→ **Text shown**
++++++++++++++++++++
Many see Sanders embodying Jewish values. But his views on Israel and outspoken support for the Palestinian people present a stubbornly complicated picture for Jews of varying observance, economic, and political leanings.

Friends Shoshana Bricklin and Susan Windle show their support for Bernie Sanders at Mishkan Shalom Synogouge in Manayunk on Feb.  25, 2020.
Friends Shoshana Bricklin and Susan Windle show their support for Bernie Sanders at Mishkan Shalom Synogouge in Manayunk on Feb. 25, 2020.Read moreMark C Psoras/For the Inquirer

Phyllis Blumberg is president of a Main Line Philadelphia synagogue, someone who has spent a lifetime practicing and contemplating Jewish values. Late last month, she was leaning toward Mike Bloomberg.

But she admits her son, Noah, 27, has been trying to make the case to her for Bernie Sanders.

And the case he’s making goes right to the heart of their family: their Jewish identity.

“My son says [Bernie’s] the one with the Jewish values, he’s the one who’s lived all his life that way,” said Blumberg, a former University of the Sciences administrator, and president of Congregation Beth Am Israel. “His case was: ‘He’s living his values. He’s living Jewish values. You raised me on this.’ ”

It’s a case progressive Jews are increasingly making, seeing in Sanders echoes of their own Jewish notions of justice and tikkun olam — repairing the world — and of more progressive views on Israel. Not to mention a visceral echo of familiar Jewish roots dating to Brooklyn and Eastern Europe.

At the same time, the secular Sanders’ views on Israel and his outspoken support for the Palestinian people present a stubbornly complicated picture for Jews of varying observance, economic, and political leanings as the 78-year-old comes into focus as potentially the country’s first Jewish president.
++++++++++++++++++++
→ **Region annotation entries**
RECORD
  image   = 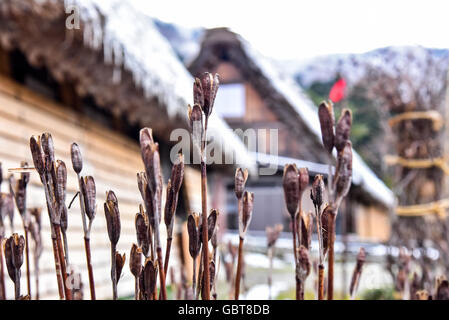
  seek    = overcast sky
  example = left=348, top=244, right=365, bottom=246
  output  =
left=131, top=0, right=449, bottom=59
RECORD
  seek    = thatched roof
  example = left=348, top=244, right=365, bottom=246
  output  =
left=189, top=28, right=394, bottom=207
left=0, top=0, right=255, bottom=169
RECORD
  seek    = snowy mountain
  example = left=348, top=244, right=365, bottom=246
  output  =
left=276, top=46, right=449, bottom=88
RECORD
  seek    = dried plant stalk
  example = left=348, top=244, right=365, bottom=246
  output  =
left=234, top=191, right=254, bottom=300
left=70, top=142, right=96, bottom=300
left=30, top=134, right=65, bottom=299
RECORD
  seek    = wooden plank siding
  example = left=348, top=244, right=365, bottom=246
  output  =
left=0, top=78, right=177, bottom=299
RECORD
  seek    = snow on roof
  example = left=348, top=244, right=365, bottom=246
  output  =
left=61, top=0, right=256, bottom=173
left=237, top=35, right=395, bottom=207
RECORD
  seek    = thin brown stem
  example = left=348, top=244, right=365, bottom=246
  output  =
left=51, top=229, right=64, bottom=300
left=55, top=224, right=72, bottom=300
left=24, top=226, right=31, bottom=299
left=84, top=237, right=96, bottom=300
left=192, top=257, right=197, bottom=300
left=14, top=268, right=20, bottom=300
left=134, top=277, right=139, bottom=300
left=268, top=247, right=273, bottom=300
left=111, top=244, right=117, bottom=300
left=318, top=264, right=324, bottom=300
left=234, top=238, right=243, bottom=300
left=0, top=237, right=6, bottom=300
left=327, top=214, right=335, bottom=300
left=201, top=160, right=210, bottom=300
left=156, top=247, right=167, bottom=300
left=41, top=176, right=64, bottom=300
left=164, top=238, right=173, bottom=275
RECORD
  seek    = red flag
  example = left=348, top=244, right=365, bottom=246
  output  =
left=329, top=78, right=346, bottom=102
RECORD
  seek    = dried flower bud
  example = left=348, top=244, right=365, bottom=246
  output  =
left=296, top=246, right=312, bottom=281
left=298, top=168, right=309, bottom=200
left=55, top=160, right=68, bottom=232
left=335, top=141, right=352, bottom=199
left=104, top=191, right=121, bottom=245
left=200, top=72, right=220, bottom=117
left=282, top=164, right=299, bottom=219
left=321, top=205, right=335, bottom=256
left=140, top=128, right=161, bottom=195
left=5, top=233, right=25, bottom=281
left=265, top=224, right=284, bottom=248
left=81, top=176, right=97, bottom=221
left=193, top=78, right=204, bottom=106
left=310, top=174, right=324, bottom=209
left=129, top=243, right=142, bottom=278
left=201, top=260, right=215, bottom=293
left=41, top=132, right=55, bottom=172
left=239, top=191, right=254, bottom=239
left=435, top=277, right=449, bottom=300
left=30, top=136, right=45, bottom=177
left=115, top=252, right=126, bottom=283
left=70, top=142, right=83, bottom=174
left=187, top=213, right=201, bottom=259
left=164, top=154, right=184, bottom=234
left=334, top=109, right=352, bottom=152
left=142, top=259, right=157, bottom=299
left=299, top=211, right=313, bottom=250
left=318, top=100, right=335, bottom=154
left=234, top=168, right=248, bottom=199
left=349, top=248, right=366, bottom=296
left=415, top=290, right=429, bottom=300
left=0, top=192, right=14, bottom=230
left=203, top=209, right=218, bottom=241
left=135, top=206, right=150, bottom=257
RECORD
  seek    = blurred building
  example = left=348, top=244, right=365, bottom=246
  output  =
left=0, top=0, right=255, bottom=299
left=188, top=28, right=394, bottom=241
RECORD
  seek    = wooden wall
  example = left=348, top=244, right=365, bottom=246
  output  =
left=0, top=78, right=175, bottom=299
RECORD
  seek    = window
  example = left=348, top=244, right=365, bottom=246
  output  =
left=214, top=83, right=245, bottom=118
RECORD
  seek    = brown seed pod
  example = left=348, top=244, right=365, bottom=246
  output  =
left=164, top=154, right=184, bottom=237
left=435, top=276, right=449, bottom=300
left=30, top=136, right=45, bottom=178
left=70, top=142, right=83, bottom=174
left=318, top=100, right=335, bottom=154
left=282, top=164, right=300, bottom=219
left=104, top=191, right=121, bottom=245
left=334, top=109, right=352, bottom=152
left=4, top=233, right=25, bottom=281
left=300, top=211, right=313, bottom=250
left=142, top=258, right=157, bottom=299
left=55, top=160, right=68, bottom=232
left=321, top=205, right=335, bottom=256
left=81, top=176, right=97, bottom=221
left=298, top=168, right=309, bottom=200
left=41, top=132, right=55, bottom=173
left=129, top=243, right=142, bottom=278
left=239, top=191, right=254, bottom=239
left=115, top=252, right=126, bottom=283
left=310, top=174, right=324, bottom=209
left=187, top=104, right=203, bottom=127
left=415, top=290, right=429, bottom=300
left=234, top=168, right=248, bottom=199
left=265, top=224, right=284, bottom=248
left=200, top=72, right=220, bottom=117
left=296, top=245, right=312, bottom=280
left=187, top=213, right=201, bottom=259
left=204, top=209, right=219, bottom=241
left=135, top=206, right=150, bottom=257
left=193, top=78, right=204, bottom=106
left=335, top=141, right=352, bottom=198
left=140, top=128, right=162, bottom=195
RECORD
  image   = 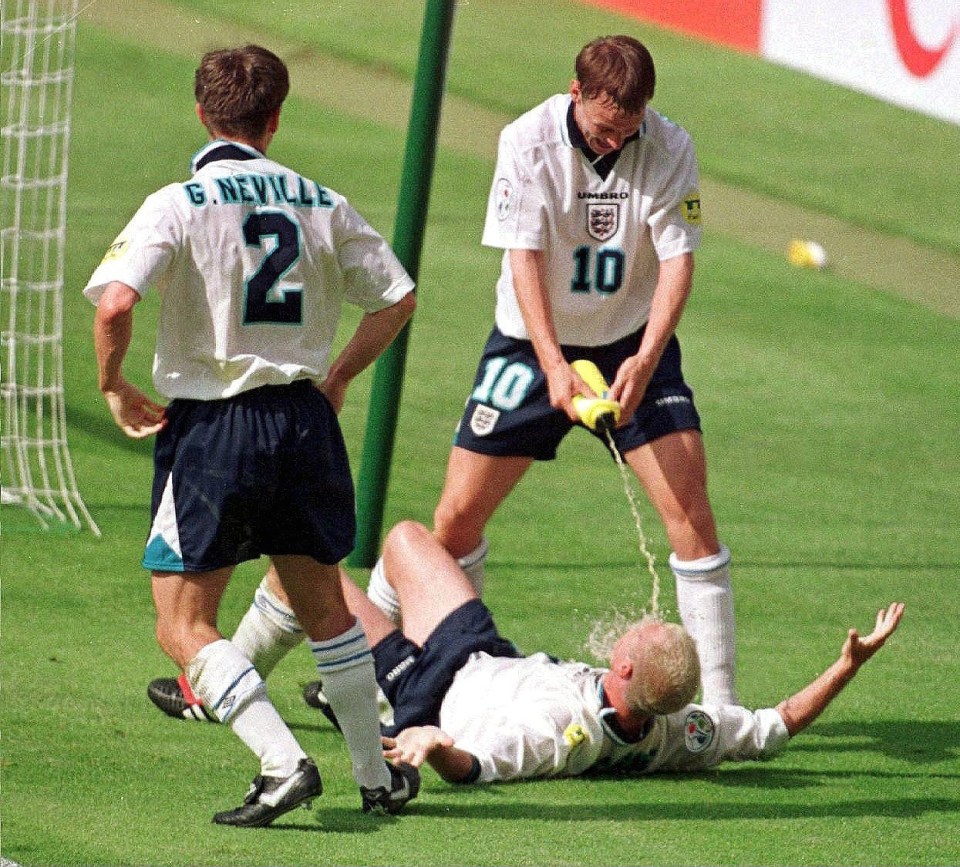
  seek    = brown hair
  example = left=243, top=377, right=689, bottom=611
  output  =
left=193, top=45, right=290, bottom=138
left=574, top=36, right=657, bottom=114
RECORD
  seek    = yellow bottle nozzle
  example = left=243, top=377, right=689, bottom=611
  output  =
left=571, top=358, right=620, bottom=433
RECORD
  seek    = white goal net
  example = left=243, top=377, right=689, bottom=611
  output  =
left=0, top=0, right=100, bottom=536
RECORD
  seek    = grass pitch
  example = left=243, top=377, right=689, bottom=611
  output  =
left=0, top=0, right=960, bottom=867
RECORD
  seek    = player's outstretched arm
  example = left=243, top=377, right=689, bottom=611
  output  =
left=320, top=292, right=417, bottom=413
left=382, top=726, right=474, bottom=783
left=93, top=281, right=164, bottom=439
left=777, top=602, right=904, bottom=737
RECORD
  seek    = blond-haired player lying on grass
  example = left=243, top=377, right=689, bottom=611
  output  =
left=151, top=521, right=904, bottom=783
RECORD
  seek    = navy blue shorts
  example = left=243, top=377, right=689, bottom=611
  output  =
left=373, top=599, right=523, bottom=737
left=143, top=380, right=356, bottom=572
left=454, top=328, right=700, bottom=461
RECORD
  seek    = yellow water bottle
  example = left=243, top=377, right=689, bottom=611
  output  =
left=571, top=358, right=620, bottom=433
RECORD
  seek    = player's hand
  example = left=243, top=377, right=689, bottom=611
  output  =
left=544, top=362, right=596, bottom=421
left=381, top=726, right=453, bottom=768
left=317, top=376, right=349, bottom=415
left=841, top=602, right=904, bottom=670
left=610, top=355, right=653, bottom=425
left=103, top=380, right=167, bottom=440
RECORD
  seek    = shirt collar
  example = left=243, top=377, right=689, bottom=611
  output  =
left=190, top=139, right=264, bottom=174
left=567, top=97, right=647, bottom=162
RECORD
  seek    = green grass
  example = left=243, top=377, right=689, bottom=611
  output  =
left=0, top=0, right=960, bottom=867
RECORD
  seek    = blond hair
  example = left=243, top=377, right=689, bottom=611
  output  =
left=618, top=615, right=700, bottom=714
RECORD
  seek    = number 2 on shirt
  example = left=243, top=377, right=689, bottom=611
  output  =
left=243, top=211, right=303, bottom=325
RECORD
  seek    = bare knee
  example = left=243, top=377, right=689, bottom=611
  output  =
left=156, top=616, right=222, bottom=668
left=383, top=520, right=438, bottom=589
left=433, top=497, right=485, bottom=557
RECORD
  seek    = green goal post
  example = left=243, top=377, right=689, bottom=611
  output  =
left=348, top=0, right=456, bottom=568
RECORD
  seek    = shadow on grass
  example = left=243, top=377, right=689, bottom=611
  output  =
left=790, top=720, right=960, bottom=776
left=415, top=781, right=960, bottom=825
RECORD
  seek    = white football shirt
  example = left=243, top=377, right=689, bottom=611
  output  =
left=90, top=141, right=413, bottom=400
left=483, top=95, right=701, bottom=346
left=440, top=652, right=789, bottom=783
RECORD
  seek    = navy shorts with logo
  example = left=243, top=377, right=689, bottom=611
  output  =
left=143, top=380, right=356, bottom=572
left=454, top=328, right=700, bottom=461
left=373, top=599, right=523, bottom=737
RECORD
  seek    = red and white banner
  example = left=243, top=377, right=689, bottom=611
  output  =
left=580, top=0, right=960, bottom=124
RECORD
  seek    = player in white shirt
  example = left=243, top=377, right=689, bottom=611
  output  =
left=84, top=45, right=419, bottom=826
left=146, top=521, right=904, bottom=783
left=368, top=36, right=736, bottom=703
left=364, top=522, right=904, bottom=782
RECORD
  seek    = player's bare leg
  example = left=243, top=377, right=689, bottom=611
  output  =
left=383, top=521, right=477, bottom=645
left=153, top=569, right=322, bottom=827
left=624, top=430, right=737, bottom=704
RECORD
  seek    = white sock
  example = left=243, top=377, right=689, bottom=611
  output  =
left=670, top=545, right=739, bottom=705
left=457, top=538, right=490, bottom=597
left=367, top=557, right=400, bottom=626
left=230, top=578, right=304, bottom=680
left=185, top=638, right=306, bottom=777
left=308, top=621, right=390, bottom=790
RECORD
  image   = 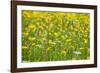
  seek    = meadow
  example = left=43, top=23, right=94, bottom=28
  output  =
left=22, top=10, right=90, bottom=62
++++++++++++++++++++
→ **Problem requirements**
According to the article on Bernie Sanders and Jewish voters, which congregation does Phyllis Blumberg lead as president?

→ **Solution below**
Congregation Beth Am Israel